**Aim of the exercise:**
Report how many lines in the records below contain the word "background". Give only the number.

**Data to process:**
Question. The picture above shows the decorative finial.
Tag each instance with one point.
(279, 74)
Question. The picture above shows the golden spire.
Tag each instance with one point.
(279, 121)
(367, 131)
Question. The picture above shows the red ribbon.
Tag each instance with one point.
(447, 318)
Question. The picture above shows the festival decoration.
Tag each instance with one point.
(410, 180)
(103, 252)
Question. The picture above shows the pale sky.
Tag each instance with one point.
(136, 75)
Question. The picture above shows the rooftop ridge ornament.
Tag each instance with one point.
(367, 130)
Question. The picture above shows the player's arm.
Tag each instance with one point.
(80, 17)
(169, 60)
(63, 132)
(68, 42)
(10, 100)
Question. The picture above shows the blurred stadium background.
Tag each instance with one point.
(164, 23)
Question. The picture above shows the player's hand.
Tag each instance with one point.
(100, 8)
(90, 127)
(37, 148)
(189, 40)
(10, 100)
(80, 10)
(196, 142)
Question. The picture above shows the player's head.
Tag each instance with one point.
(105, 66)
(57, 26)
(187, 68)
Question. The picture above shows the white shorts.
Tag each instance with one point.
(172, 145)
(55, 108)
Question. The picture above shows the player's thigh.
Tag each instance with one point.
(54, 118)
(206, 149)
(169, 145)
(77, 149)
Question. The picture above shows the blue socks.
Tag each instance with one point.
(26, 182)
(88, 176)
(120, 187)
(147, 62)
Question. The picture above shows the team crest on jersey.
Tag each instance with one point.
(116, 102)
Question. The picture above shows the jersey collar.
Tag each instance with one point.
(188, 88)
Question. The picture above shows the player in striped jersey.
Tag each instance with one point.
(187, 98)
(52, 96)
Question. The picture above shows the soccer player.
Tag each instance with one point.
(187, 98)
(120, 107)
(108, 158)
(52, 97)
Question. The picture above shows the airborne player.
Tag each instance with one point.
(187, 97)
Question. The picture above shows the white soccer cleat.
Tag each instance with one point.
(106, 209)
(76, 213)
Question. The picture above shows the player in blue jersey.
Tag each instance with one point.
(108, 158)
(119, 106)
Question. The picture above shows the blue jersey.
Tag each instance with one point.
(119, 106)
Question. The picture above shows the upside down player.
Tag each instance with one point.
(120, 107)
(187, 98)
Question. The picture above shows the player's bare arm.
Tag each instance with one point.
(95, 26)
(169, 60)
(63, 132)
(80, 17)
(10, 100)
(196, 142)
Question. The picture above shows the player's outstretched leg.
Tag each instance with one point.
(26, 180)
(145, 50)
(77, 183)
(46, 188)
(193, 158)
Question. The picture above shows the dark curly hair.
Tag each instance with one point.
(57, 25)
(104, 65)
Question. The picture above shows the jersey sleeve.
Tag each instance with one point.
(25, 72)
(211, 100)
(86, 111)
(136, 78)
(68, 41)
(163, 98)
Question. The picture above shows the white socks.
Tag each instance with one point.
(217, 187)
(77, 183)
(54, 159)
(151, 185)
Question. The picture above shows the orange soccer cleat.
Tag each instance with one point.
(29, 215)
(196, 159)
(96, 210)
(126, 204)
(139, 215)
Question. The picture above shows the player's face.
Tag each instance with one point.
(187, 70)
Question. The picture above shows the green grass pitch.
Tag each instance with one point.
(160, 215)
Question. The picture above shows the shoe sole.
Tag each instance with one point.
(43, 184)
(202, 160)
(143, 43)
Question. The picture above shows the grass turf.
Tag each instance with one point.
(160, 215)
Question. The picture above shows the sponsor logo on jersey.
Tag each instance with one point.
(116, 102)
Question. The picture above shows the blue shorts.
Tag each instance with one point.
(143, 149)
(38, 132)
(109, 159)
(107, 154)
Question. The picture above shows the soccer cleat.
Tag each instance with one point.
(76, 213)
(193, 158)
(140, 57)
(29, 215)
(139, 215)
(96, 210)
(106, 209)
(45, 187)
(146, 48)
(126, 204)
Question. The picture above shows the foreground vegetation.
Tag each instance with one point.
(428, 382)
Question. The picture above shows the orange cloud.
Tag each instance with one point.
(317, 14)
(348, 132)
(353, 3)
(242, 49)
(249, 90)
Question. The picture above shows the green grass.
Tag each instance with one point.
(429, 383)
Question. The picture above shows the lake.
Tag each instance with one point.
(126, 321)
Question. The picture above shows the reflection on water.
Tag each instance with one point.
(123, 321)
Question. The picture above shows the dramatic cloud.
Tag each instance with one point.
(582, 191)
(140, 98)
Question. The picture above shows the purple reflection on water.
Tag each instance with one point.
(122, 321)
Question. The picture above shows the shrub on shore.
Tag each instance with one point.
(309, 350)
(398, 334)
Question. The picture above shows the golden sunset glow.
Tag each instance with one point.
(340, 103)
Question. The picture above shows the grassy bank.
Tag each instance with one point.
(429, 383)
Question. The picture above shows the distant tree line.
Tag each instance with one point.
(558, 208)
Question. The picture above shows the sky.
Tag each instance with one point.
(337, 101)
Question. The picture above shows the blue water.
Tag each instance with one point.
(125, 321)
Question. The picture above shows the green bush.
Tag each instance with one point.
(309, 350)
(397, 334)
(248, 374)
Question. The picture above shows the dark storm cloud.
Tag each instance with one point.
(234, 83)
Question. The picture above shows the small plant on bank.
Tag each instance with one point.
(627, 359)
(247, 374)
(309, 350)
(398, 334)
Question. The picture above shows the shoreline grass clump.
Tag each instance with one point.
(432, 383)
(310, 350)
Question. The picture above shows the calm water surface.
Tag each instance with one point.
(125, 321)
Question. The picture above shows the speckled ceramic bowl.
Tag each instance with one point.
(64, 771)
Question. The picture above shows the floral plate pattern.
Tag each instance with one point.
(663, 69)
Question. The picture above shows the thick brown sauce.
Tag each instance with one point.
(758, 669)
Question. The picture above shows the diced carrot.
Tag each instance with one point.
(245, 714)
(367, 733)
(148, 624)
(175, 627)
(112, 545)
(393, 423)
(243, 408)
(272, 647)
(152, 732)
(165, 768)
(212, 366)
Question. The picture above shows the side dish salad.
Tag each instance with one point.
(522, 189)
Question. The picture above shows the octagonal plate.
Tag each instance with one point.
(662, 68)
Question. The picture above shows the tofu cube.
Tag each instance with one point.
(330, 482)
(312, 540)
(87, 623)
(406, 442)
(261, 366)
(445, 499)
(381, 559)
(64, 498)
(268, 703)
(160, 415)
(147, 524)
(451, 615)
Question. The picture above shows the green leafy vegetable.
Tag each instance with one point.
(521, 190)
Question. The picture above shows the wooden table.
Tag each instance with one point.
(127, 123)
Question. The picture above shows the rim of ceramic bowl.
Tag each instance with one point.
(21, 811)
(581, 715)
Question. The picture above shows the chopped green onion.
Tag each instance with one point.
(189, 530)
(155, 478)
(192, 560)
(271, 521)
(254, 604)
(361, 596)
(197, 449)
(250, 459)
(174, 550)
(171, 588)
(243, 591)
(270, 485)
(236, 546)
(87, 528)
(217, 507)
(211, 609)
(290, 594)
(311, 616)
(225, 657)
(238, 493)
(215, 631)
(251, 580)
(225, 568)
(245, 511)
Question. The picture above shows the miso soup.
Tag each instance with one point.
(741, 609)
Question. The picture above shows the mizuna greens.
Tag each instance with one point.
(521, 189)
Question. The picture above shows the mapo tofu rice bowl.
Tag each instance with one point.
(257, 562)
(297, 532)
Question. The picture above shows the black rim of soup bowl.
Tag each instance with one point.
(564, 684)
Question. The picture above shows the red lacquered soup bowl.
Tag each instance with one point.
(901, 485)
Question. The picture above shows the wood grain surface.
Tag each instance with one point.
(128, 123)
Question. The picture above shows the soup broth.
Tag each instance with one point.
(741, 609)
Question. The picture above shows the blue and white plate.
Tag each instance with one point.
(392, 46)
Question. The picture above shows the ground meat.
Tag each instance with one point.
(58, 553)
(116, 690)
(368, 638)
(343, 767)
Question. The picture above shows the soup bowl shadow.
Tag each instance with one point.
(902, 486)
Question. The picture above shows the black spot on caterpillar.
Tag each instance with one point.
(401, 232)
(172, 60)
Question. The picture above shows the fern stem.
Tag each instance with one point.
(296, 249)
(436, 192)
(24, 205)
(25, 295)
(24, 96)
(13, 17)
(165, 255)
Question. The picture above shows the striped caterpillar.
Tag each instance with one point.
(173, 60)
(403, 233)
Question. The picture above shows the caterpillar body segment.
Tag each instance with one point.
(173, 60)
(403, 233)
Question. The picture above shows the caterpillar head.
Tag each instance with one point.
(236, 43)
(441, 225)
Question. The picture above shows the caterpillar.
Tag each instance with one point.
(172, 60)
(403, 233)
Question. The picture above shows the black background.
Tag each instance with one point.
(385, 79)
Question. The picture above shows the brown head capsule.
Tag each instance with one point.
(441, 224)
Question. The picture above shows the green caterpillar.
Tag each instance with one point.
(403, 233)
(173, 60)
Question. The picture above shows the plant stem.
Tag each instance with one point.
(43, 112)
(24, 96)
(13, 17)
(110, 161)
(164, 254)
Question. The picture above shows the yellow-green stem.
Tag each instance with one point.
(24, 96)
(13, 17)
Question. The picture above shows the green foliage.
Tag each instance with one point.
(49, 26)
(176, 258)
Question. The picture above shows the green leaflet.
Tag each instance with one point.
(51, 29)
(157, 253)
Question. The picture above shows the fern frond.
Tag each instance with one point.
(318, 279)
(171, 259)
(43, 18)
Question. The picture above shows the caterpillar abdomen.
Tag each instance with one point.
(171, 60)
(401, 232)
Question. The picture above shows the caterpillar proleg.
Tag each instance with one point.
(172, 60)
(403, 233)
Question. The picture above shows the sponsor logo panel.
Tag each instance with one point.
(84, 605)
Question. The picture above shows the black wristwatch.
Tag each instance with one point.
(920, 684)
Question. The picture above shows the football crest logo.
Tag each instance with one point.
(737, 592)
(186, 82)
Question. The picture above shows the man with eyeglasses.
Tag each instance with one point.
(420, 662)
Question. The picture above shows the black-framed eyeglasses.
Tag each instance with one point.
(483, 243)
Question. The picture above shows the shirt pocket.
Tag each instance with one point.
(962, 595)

**Answer section:**
2